> _EXERCISE AIM_:
Update the entries below by changing every "query" to "prompt" and leaving everything else as it is.

============================================================

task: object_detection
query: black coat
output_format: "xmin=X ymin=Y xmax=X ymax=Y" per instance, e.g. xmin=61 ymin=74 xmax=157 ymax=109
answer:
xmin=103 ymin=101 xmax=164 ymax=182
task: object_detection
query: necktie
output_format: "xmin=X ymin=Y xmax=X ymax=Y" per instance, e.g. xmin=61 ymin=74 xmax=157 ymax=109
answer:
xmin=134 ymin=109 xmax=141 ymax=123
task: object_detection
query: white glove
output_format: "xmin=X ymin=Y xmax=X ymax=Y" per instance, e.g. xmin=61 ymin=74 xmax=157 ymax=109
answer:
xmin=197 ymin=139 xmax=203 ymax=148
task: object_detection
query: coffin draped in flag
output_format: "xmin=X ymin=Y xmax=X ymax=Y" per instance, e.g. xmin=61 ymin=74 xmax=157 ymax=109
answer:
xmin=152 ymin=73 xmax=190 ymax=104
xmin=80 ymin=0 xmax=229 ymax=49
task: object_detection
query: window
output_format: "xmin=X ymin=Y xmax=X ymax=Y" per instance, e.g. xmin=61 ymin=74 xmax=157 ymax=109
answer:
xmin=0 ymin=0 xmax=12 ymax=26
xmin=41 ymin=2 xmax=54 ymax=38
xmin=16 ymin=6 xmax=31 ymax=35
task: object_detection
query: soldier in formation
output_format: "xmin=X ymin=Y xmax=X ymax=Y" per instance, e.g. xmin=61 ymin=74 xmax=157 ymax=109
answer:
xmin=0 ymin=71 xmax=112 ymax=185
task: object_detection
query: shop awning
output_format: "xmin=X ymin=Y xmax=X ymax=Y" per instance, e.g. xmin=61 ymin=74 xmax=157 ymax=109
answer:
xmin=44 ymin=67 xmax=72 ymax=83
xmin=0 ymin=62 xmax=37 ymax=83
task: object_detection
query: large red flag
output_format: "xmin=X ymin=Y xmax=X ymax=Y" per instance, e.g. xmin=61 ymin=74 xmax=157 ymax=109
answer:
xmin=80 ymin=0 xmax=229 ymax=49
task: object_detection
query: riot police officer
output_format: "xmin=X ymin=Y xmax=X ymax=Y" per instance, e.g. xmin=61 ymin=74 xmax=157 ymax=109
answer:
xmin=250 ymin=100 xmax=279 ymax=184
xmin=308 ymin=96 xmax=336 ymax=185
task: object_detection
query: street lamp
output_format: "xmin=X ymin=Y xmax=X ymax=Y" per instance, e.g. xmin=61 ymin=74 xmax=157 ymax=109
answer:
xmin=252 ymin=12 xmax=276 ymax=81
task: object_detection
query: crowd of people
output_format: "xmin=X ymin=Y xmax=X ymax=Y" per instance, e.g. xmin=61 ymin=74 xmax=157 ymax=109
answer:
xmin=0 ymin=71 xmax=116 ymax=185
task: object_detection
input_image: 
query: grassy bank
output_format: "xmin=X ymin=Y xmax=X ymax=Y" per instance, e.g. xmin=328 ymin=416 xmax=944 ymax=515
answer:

============================================================

> _SOLVED EXERCISE_:
task: object_detection
prompt: black coat
output_format: "xmin=X ymin=Y xmax=X ymax=Y" per instance, e.g. xmin=61 ymin=74 xmax=157 ymax=109
answer:
xmin=103 ymin=101 xmax=164 ymax=182
task: object_detection
prompt: necktie
output_format: "xmin=X ymin=Y xmax=X ymax=Y" per instance, e.g. xmin=61 ymin=74 xmax=157 ymax=109
answer:
xmin=134 ymin=109 xmax=141 ymax=123
task: object_detection
prompt: white glove
output_format: "xmin=X ymin=Y xmax=X ymax=Y" per instance, e.g. xmin=61 ymin=74 xmax=157 ymax=109
answer:
xmin=197 ymin=139 xmax=203 ymax=148
task: object_detection
prompt: coffin draped in flag
output_format: "xmin=X ymin=Y xmax=X ymax=Y" per instance, e.g. xmin=61 ymin=74 xmax=157 ymax=109
answer:
xmin=152 ymin=73 xmax=190 ymax=104
xmin=80 ymin=0 xmax=229 ymax=49
task: object_detection
prompt: window
output_format: "xmin=X ymin=Y xmax=X ymax=Y" per instance, e.g. xmin=61 ymin=74 xmax=157 ymax=109
answer:
xmin=0 ymin=0 xmax=12 ymax=26
xmin=41 ymin=2 xmax=54 ymax=38
xmin=16 ymin=6 xmax=31 ymax=35
task: object_detection
prompt: soldier in formation
output_format: "xmin=X ymin=Y xmax=X ymax=Y" per instance, e.g. xmin=61 ymin=74 xmax=157 ymax=109
answer:
xmin=0 ymin=71 xmax=112 ymax=185
task: object_detection
prompt: shop awning
output_format: "xmin=X ymin=Y xmax=X ymax=Y" per instance, e.g. xmin=61 ymin=74 xmax=157 ymax=109
answer:
xmin=44 ymin=67 xmax=72 ymax=83
xmin=0 ymin=62 xmax=37 ymax=83
task: object_detection
prompt: large red flag
output_format: "xmin=X ymin=Y xmax=X ymax=Y" per instance, e.g. xmin=61 ymin=74 xmax=157 ymax=109
answer:
xmin=80 ymin=0 xmax=229 ymax=49
task: object_detection
prompt: riot police officer
output_format: "xmin=X ymin=Y xmax=X ymax=Y" per instance, e.g. xmin=61 ymin=74 xmax=157 ymax=109
answer:
xmin=250 ymin=100 xmax=279 ymax=184
xmin=308 ymin=96 xmax=336 ymax=185
task: object_detection
prompt: street lamp
output_format: "xmin=X ymin=Y xmax=X ymax=Y" per instance, e.g. xmin=61 ymin=74 xmax=157 ymax=109
answer:
xmin=252 ymin=12 xmax=276 ymax=81
task: object_detection
prompt: crowd of people
output_format: "xmin=X ymin=Y xmax=X ymax=Y" per instance, e.g. xmin=61 ymin=74 xmax=157 ymax=109
answer:
xmin=0 ymin=71 xmax=116 ymax=185
task: object_detection
input_image: 
prompt: grassy bank
output_format: "xmin=X ymin=Y xmax=X ymax=Y" per instance, e.g. xmin=328 ymin=416 xmax=944 ymax=515
answer:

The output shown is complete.